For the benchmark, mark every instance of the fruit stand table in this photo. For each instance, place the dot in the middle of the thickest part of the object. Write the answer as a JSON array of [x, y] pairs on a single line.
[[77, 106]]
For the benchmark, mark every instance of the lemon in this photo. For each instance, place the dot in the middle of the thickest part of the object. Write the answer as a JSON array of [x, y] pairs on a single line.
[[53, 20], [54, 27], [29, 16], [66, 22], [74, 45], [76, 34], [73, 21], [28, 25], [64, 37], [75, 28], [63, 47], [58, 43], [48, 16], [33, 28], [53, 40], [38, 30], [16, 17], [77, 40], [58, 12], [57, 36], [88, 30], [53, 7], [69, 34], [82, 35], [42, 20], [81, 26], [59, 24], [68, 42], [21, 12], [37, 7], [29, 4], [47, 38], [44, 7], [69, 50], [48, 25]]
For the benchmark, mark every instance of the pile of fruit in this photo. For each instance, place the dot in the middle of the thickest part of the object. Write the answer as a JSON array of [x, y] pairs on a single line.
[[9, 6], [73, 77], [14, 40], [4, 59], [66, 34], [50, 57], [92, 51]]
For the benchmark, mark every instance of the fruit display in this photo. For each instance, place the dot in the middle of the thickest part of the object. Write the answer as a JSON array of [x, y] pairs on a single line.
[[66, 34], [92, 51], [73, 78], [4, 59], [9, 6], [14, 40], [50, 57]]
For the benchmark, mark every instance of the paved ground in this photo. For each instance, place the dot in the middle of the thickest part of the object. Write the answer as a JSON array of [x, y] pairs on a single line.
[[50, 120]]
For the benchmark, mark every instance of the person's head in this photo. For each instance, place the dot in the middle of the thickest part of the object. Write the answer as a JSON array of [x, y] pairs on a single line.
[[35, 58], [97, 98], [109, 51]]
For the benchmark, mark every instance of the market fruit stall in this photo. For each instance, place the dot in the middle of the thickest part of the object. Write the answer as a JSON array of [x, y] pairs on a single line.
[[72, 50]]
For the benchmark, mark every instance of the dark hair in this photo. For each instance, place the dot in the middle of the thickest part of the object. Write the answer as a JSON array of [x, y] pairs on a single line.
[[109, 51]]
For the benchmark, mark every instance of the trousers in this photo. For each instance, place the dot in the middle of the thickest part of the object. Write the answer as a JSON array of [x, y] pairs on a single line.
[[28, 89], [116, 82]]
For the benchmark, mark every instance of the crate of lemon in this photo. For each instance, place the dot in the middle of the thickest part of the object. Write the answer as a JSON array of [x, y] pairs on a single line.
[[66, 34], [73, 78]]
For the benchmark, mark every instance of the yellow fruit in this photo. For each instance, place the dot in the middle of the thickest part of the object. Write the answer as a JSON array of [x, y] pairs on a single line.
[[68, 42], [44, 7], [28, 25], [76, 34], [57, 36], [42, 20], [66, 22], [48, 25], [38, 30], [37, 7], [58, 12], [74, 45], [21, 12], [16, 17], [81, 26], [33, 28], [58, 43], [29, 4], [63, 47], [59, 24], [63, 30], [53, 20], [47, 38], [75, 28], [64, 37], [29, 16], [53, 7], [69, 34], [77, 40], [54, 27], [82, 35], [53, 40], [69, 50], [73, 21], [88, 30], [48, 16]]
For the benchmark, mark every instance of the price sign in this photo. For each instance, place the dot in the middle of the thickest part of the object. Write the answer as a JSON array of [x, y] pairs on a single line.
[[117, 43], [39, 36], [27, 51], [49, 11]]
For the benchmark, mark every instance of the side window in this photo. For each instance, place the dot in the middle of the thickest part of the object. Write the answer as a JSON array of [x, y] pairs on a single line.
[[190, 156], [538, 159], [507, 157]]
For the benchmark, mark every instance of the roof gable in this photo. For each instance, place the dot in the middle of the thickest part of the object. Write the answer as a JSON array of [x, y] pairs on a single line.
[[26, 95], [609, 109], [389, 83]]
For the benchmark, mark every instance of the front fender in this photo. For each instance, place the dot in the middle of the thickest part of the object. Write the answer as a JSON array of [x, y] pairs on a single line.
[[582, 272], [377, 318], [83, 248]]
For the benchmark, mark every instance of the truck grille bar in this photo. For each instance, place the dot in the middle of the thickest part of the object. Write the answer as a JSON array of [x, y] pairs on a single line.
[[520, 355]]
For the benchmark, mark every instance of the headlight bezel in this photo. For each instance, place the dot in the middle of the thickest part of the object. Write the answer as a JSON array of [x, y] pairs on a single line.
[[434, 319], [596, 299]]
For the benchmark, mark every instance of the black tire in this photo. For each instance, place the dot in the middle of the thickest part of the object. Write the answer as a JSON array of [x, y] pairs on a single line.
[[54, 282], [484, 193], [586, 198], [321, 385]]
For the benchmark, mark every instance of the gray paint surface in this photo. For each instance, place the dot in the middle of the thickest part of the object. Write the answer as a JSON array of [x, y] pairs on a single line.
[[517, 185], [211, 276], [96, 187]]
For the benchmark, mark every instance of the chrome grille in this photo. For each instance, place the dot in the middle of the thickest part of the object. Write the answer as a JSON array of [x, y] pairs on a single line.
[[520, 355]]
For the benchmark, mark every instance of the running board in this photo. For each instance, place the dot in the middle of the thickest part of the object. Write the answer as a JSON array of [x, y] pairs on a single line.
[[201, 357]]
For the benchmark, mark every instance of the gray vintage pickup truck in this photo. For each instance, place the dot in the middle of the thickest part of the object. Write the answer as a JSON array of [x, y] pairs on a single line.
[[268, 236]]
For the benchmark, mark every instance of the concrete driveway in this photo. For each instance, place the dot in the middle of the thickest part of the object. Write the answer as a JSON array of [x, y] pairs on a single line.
++++
Request: Arrange every line of the items above as a Markdown table with the columns Row and Line. Number the rows in order and leave out any blank lines.

Answer for this exercise:
| Row | Line |
|---|---|
| 1 | For the benchmark, mark every instance of the fruit stand table in this photo. For each instance, place the dot in the middle of the thickest part of the object. Write the answer as a JSON array of [x, y] pairs on a single line. |
| 2 | [[77, 106]] |
| 3 | For the benchmark, mark every instance of the lemon in this photo. For each instance, place the dot in the middle of the thickest part of the object. Write the answer as a JSON array of [x, y] pairs on a single line. |
| 4 | [[53, 20], [54, 27], [29, 16], [66, 22], [74, 45], [76, 34], [73, 21], [28, 25], [64, 37], [75, 28], [63, 47], [58, 43], [48, 16], [33, 28], [53, 40], [38, 30], [16, 17], [77, 40], [58, 12], [57, 36], [88, 30], [53, 7], [69, 34], [82, 35], [42, 20], [81, 26], [59, 24], [68, 42], [21, 12], [37, 7], [29, 4], [47, 38], [44, 7], [69, 50], [48, 25]] |
| 5 | For the benchmark, mark every instance of the pile of fruit in this photo. For each instance, place the dot in the middle of the thickest part of the object. Write the answer as a JSON array of [x, y] pairs on a single line. |
| 6 | [[9, 6], [73, 77], [14, 40], [4, 59], [66, 34], [50, 57], [92, 51]] |
| 7 | For the benchmark, mark every instance of the fruit display in this photo. For each instance, place the dot in the middle of the thickest part of the object. Write the answer as a JSON array of [x, y] pairs on a single line. |
| 8 | [[66, 34], [92, 51], [73, 78], [4, 59], [9, 6], [14, 40], [50, 57]] |
| 9 | For the benchmark, mark every instance of the paved ground in this photo. For each instance, place the dot in the middle of the thickest part of the object. Write the answer as a JSON array of [x, y] pairs on a single line. |
| 10 | [[50, 120]] |
| 11 | For the benchmark, mark every instance of the person's head in this photo. For each instance, place the dot in the middle of the thickest part of the object. Write the answer as a JSON array of [x, y] pairs on a single line. |
| 12 | [[35, 58], [97, 98], [109, 51]] |
| 13 | For the benchmark, mark every instance of the market fruit stall in this photo. For each instance, place the dot in the middle of the thickest part of the object. Write the answer as a JSON array of [x, y] pairs on a single line. |
| 14 | [[72, 50]] |
| 15 | For the benchmark, mark every instance of the dark hair in this photo. For each instance, place the dot in the middle of the thickest part of the object. Write the answer as a JSON array of [x, y] pairs on a single line. |
| 16 | [[109, 51]] |
| 17 | For the benchmark, mark every instance of the trousers in this photo. For each instance, place the dot in the middle of the thickest part of the object. Write the answer as a JSON array of [x, y] pairs on a single line. |
| 18 | [[28, 89], [116, 82]] |
| 19 | For the benchmark, mark every instance of the crate of lemon in this photo. For each instance, place the dot in the middle of the thickest part of the object. Write the answer as a JSON array of [x, y] pairs on a single line. |
| 20 | [[66, 34], [73, 78]] |
| 21 | For the benchmark, mark every instance of the yellow fruit in this photo. For each instance, place the dot in the middle of the thickest part of the object. Write the answer as a JSON array of [x, y] pairs on a single line. |
| 22 | [[68, 42], [44, 7], [28, 25], [76, 34], [57, 36], [42, 20], [66, 22], [48, 25], [38, 30], [37, 7], [58, 12], [74, 45], [21, 12], [16, 17], [81, 26], [33, 28], [58, 43], [29, 4], [63, 47], [59, 24], [63, 30], [53, 20], [47, 38], [75, 28], [64, 37], [29, 16], [53, 7], [69, 34], [77, 40], [54, 27], [82, 35], [53, 40], [69, 50], [73, 21], [88, 30], [48, 16]] |
| 23 | For the benchmark, mark every instance of the price sign in this photo. For each instance, place the dot in the middle of the thickest part of the object. Write the answer as a JSON array of [x, y] pairs on a single line. |
| 24 | [[117, 43], [39, 36], [27, 51], [49, 11]] |
| 25 | For the benchmark, mark every instance of the side window in this photo. For each instance, place the dot in the middle of the thickest part of the object. Write the answer as a JSON array of [x, y] pairs on a single line. |
| 26 | [[190, 156], [538, 159], [507, 157]] |
| 27 | For the benchmark, mark every instance of the roof gable in this photo. For each instance, place the dot in the middle of the thickest part of the object. Write the answer as a JSON array of [x, y] pairs on a single line. |
| 28 | [[26, 95], [609, 109], [389, 83]] |
| 29 | For the benchmark, mark every instance of the front fender in this photo. For each instance, place the dot in the middle of the thickest part of the object. Write the answer as a JSON array of [x, y] pairs on a single line. |
| 30 | [[582, 272], [377, 318], [83, 248]] |
| 31 | For the benchmark, mark every instance of the truck grille bar in this photo. For each instance, place the dot in the middle of the thickest part of the object. Write the answer as a JSON array of [x, y] pairs on a single line. |
| 32 | [[520, 355]] |
| 33 | For the benchmark, mark every instance of the headlight bezel in this photo. For each instance, place the dot in the middle of the thickest part of the object. Write the answer as a JSON array of [x, y] pairs on a single line. |
| 34 | [[434, 319], [596, 299]] |
| 35 | For the benchmark, mark every instance of the black tire in this photo. For each instance, place the dot in the middle of the thickest part of the object. Write the answer as a JSON array of [x, y] pairs on a single line. |
| 36 | [[54, 282], [484, 193], [586, 198], [321, 385]] |
| 37 | For the benchmark, mark every instance of the gray paint surface in this photo. For each instance, place the dot in the middle of the thickest part of the object. Write the answer as a JSON array of [x, y] pairs on a single line. |
| 38 | [[517, 185], [211, 276], [96, 187]] |
| 39 | For the benchmark, mark every instance of the chrome grille in this photo. For each instance, place the dot in the middle of the thickest part of the object. Write the answer as a JSON array of [x, y] pairs on a single line. |
| 40 | [[520, 355]] |
| 41 | For the benchmark, mark every instance of the running board in this photo. For each instance, place the dot in the middle of the thickest part of the object. Write the answer as a JSON array of [x, y] pairs on a single line. |
| 42 | [[201, 357]] |
| 43 | For the benchmark, mark every instance of the gray vintage pickup truck in this photo. For each instance, place the dot in the middle of the thickest part of the object. Write the answer as a JSON array of [x, y] pairs on a single line. |
| 44 | [[268, 236]] |
| 45 | For the benchmark, mark every instance of the concrete driveway in this photo. For each instance, place the dot in the middle of the thickest part of the object. Write the answer as a JSON array of [x, y] pairs on a single line. |